# TASK DETAILS:
Reproduce the listing below word for word, keeping every line in its original order.

Records from a data collection:
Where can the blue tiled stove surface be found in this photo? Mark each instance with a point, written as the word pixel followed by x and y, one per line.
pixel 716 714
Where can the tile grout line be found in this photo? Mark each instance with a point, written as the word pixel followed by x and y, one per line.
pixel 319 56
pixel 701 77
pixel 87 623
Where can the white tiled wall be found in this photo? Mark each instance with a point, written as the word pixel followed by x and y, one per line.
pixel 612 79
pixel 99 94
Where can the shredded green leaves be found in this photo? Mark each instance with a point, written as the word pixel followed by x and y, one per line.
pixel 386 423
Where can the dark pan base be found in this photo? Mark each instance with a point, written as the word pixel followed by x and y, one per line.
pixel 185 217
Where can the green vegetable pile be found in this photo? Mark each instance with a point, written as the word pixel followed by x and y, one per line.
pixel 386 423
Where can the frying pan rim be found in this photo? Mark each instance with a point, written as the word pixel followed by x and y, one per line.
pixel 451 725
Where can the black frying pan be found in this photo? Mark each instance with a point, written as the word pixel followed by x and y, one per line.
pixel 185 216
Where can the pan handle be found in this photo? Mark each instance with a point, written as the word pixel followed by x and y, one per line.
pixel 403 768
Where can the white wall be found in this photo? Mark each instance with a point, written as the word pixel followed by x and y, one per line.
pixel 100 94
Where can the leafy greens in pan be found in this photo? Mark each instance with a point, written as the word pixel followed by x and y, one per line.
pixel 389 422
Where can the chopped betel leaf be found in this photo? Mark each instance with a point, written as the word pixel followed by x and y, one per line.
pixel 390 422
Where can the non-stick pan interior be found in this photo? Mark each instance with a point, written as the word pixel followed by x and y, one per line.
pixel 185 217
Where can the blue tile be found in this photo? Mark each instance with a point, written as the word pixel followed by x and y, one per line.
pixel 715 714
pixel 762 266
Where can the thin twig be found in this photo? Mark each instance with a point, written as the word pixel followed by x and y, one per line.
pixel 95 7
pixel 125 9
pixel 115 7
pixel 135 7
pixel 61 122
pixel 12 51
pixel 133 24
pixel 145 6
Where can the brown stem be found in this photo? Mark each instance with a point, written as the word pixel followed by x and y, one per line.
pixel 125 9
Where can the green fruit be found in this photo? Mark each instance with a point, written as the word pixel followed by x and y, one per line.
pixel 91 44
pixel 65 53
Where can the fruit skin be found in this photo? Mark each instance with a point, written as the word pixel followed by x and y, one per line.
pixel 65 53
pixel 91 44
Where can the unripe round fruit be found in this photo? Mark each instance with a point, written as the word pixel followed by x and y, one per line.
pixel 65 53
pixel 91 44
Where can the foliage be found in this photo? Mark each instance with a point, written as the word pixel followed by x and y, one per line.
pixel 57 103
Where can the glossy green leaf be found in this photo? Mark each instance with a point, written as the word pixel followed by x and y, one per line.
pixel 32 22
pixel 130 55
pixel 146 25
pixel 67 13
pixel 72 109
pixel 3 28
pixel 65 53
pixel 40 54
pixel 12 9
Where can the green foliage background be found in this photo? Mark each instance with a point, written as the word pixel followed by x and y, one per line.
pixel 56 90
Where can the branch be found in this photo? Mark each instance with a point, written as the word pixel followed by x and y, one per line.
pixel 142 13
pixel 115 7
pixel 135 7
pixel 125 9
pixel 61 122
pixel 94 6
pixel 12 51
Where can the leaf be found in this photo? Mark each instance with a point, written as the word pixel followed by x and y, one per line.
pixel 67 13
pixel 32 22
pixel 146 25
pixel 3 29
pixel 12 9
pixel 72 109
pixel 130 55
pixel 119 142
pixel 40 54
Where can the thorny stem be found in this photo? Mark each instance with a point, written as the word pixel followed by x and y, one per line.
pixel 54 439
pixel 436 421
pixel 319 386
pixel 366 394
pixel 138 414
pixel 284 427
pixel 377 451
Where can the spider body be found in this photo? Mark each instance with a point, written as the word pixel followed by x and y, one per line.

# SOLUTION:
Where can the blue tiled stove surface be found in this photo? Mark each instance with a point, written as the word pixel followed by x and y, one per line.
pixel 716 714
Where can the tile grout line be found in this photo? Mark each instance with a point, written as the word pixel followed by x and y, one per line.
pixel 319 56
pixel 701 77
pixel 87 623
Where can the white tiled wall be found in this photo? Mark each instance with a point, written as the word pixel followed by x and y, one per line.
pixel 612 79
pixel 99 94
Where can the shredded green leaves be found in this photo? Mark each instance with a point, written as the word pixel followed by x and y, one per line.
pixel 386 423
Where can the dark pan base be found in this photo? Mark each instance with a point, written as the word pixel followed by x and y, one per line.
pixel 185 217
Where can the green vegetable pile be found in this photo? Mark each instance with a point, written as the word pixel followed by x and y, one per line.
pixel 386 423
Where can the frying pan rim be found in this photo? Mark each instance with a point, written as the word pixel followed by x and y, one per line.
pixel 451 725
Where can the black frying pan be found in this photo? Mark each instance with a point, written as the word pixel followed by x and y, one per line.
pixel 185 216
Where can the pan handle be found in this photo? Mark each instance with a point, written as the word pixel followed by x and y, one per line.
pixel 403 768
Where can the white wall be found in this photo? Mark each instance with a point, written as the word pixel followed by x and y, one per line.
pixel 100 94
Where can the leafy greens in pan be found in this photo? Mark each instance with a point, written as the word pixel followed by x and y, one per line.
pixel 389 422
Where can the chopped betel leaf be found in this photo? Mark each instance with a point, written as the word pixel followed by x and y, one per line.
pixel 390 422
Where can the non-stick pan interior be found in this photo? Mark each instance with a point, written as the word pixel followed by x and y, one per line.
pixel 185 217
Where can the blue tile be found in this photo? Mark each instance with a point, written as the word pixel followed by x and y, one per line.
pixel 715 714
pixel 762 266
Where can the thin twig be found in this photo? Mark each instance with a point, written as the word pixel followed by x and y, one per line.
pixel 95 7
pixel 125 9
pixel 115 7
pixel 135 7
pixel 61 122
pixel 12 51
pixel 133 24
pixel 145 6
Where can the brown stem be found in this photo? Mark each instance with a point, written as the word pixel followed by x and y, one per line.
pixel 125 9
Where can the green fruit be found in this photo? Mark each instance with a point, written as the word pixel followed by x and y, one per line.
pixel 91 44
pixel 65 53
Where can the fruit skin be found in this photo? Mark each instance with a point, written as the word pixel followed by x and y, one per line.
pixel 65 53
pixel 91 44
Where can the unripe round fruit be found in this photo? Mark each instance with a point, written as the word pixel followed by x and y, one per line.
pixel 65 53
pixel 91 44
Where can the foliage be found in this photo? Mark each instance with a point, written as the word pixel followed by x and y, one per line.
pixel 57 103
Where can the glossy green leaf be found in this photo? Mark each instance with a point, written as the word pixel followed by x and y, one per line.
pixel 32 22
pixel 130 55
pixel 146 25
pixel 67 13
pixel 72 109
pixel 3 28
pixel 65 53
pixel 40 54
pixel 12 9
Where can the green foliage background be found in this photo? Mark each instance with a point, written as the word pixel followed by x and y, one per line.
pixel 56 90
Where can the branch be found in this photo? Mark each instance with a point, written as the word pixel followed by x and y, one per line.
pixel 142 13
pixel 115 7
pixel 135 7
pixel 125 9
pixel 61 122
pixel 94 6
pixel 12 51
Where can the leaf be found in this photo? Mark each instance with a point, written as the word pixel followed by x and y, one per line.
pixel 67 13
pixel 32 22
pixel 146 25
pixel 3 29
pixel 12 9
pixel 72 109
pixel 130 55
pixel 119 142
pixel 40 54
Where can the thorny stem be found in this photo? Mark each instance with a point, written as the word pixel followed by x and y, one per line.
pixel 54 439
pixel 436 421
pixel 319 386
pixel 366 394
pixel 138 414
pixel 284 427
pixel 377 451
Where can the spider body be found in this photo? Mark each instance with a point, written as the word pixel followed by x and y, one per line.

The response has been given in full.